* _TEXTE À LIRE_
━━━━

1. M. C..., ressortissant algérien né en 1980, est arrivé en France en 1984. Il a bénéficié de certificats de résidence, dont le dernier était valable jusqu'au 7 avril 2008 et en a demandé le renouvellement à compter de cette date. Le 1er mars 2017, il s'est rendu en Algérie pour y célébrer son mariage. Il a été interdit de retour sur le territoire français, à défaut de pouvoir présenter, soit l'original de son titre de séjour expiré depuis le 7 avril 2008 avec le récépissé de sa demande de renouvellement valable du 7 février 2017 au 6 mai 2017, soit un visa de retour en France. Le 20 mars 2017, M. C... a demandé un visa de retour en France. Par une décision non datée, notifiée le 23 mai 2017 à l'intéressé, l'autorité consulaire française à Oran (Algérie) a refusé de délivrer le visa sollicité. Saisie d'un recours formé contre cette décision, la commission de recours contre les décisions de refus de visa d'entrée en France l'a rejeté par une décision du 27 juillet 2017. Le 23 décembre 2018, M. C... a déposé une nouvelle demande de visa de retour. Par une décision du 13 janvier 2019, l'autorité consulaire française à Oran (Algérie) a refusé de délivrer le visa demandé. Saisie d'un recours formé contre cette décision consulaire, la commission de recours contre les décisions de refus de visa d'entrée en France l'a rejeté par une décision du 27 mars 2019. Par un jugement du 30 août 2019, le tribunal administratif de Nantes a rejeté la demande de M. C... tendant à l'annulation, d'une part, de la décision notifiée le 23 mai 2017 par laquelle l'autorité consulaire française à Oran (Algérie) a refusé de lui délivrer un visa de retour ainsi que de la décision du 27 juillet 2017 de la commission de recours contre les décisions de refus de visa d'entrée en France rejetant son recours formé contre la décision consulaire et, d'autre part, de la décision du 13 janvier 2019 par laquelle l'autorité consulaire française à Oran (Algérie) a refusé de lui délivrer un visa de retour ainsi que de la décision du 27 mars 2019 par laquelle la commission de recours a rejeté son recours formé contre cette décision consulaire. M. C... relève appel de ce jugement en tant qu'il a rejeté ses demandes dirigées contre les décisions des 27 juillet 2017 et 27 mars 2019 de la commission de recours contre les décisions de refus de visa d'entrée en France.

━━━━

* _ITEMS PRÉSENTÉS_
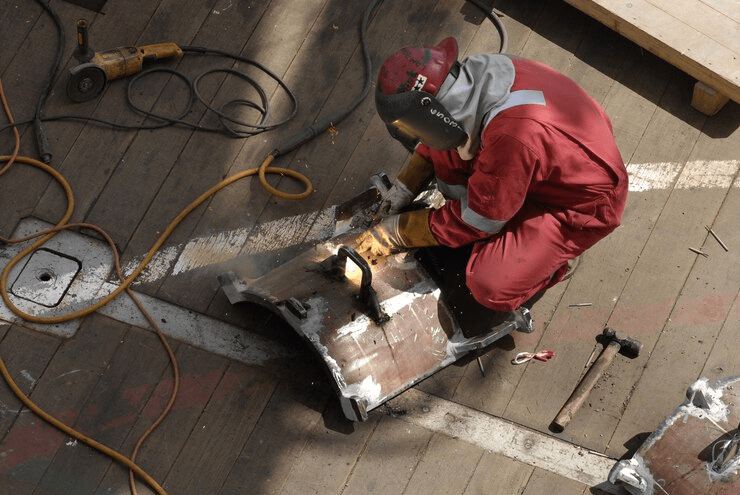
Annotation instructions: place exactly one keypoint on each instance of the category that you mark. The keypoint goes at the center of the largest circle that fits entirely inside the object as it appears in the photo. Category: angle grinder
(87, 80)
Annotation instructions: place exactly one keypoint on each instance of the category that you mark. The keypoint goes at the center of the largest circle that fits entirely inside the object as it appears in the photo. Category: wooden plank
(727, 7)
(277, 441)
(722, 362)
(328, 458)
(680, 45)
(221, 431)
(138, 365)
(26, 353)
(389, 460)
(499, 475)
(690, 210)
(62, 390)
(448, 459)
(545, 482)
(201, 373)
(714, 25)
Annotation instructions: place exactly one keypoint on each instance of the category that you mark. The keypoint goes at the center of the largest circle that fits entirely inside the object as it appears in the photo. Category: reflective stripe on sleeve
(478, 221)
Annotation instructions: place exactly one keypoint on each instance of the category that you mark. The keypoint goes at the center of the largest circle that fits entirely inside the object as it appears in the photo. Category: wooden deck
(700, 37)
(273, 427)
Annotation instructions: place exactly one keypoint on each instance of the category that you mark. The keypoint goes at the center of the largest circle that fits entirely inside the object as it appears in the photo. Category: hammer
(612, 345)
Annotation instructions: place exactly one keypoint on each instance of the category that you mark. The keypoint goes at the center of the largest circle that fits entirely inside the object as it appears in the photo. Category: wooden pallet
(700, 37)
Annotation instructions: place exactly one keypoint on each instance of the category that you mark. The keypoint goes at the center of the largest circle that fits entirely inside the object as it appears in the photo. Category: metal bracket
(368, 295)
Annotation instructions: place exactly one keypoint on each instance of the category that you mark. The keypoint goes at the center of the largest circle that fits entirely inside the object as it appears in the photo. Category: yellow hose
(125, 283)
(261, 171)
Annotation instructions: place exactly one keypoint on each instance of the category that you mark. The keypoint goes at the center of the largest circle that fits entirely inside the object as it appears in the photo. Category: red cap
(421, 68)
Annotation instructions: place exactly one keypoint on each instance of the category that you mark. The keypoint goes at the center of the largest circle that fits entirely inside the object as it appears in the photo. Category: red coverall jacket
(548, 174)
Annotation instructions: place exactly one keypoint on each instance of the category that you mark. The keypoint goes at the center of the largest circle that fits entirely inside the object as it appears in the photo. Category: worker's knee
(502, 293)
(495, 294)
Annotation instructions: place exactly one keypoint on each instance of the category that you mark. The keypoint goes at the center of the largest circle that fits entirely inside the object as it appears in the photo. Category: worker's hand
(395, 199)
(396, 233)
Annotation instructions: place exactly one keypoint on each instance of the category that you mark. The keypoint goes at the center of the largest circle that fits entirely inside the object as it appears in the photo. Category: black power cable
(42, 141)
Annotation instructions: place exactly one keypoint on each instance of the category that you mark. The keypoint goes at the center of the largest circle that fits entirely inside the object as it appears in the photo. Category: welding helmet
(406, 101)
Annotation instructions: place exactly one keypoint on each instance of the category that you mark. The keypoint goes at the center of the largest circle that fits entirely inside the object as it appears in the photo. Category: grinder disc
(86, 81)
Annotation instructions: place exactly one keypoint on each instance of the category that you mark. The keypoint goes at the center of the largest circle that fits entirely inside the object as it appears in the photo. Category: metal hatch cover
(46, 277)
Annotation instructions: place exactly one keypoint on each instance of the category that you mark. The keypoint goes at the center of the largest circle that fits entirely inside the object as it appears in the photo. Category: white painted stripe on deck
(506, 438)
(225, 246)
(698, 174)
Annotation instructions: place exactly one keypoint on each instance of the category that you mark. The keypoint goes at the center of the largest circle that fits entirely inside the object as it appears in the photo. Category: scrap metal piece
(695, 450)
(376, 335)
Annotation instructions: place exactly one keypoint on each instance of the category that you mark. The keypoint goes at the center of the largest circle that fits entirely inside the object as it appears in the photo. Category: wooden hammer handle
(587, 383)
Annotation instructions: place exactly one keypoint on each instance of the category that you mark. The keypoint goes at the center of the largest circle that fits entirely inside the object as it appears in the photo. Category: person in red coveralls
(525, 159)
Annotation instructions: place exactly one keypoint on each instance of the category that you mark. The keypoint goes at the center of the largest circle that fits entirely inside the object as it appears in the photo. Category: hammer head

━━━━

D'après le texte sur le refus de visa, quel tribunal a rejeté la demande de M. C... par un jugement du 30 août 2019 ?

* _RÉSULTAT OBTENU_
Le tribunal administratif de Nantes.